=== TEXT SECTION ===

This will work on pretty much any HREF value, regardless of how badly formed it is. Examples of what it will work with..
<a href="wibble" onclick="dothis()"> - A nicely formed A tag <a href=wibble onclick=dothis()> - Missing quotes, but will still work! <a href='wibble' class="test"> - Single quotes, no problem <a href=this has spaces id=test> - No quotes, spaces in url, still not a problem \O/
The only thing it will not work on, which is pretty out there, is a combination of every badly formed A tag in one.
<a href=wibble for=myvalue> - Custom attributes will break it, IF quotes are not used. Can easily change the regex to include custom attributes, as and when you encounter them. <a href="wibble" for=myvalue> - For example, this will work just fine
Please note regex patterns are in a neutral format. Make relevant changes to quotes for VB and c#
findATags = <A.*?>
ExtractHrefs = (?:href) ?=+ ?(?:(?:(?:"|')(.+?)(?:"|'))|(.+?)(?: class ?=| onclick ?=| id ?=| accesskey ?=| dir ?=| ltr ?=| lang ?=| style ?=| tabindex ?=| title ?=| onblur ?=| ondblclick ?=| onfocus ?=| onmousedown ?=| onmousemove ?=| onmouseout ?=| onmouseover ?=| onmouseup ?=| onkeydown ?=| onkeypress ?=| onkeyup ?=|>))
'Example code
public sub checkPage(byVal pagecontents as string)
Mytext = Regex.Replace(UCase(pagecontents), "<A.*?>", AddressOf scanLinks, RegexOptions.Singleline)
End Sub
public sub scanLinks(byVal aTag as string)
href = parseATags(hrefValue)
End Sub
Private Function parseATag(ByVal aTag As String) As String
Dim result As String
Dim m2 As Match = Regex.Match(aTag, "href+ ?=+ ?(?:(?:(?:""|')(.+?)(?:""|'))|(.+?)(?: class ?=| onclick ?=| id ?=| accesskey ?=| dir ?=| ltr ?=| lang ?=| style ?=| tabindex ?=| title ?=| onblur ?=| ondblclick ?=| onfocus ?=| onmousedown ?=| onmousemove ?=| onmouseout ?=| onmouseover ?=| onmouseup ?=| onkeydown ?=| onkeypress ?=| onkeyup ?=|>))", RegexOptions.Singleline Or RegexOptions.IgnoreCase)
If m2.Groups(1).Value = "" Then
result = m2.Groups(2).Value
Else
result = m2.Groups(1).Value
End If
Return result
End Function

=== SUPPLIED DATA ===

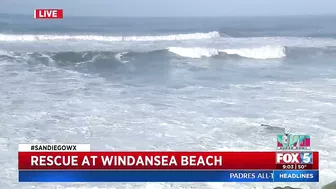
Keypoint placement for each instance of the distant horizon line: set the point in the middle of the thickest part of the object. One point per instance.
(212, 16)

===

## YOUR TASKS
1. In the link-extraction post, what will break the pattern if quotes are not used?
2. Copy the link-extraction post from "This will work on" to "tag in one.", swapping "badly formed" for "poorly formed".

## ANSWER SET
1. Custom attributes will break it if quotes are not used.

2.
This will work on pretty much any HREF value, regardless of how poorly formed it is. Examples of what it will work with..
<a href="wibble" onclick="dothis()"> - A nicely formed A tag <a href=wibble onclick=dothis()> - Missing quotes, but will still work! <a href='wibble' class="test"> - Single quotes, no problem <a href=this has spaces id=test> - No quotes, spaces in url, still not a problem \O/
The only thing it will not work on, which is pretty out there, is a combination of every poorly formed A tag in one.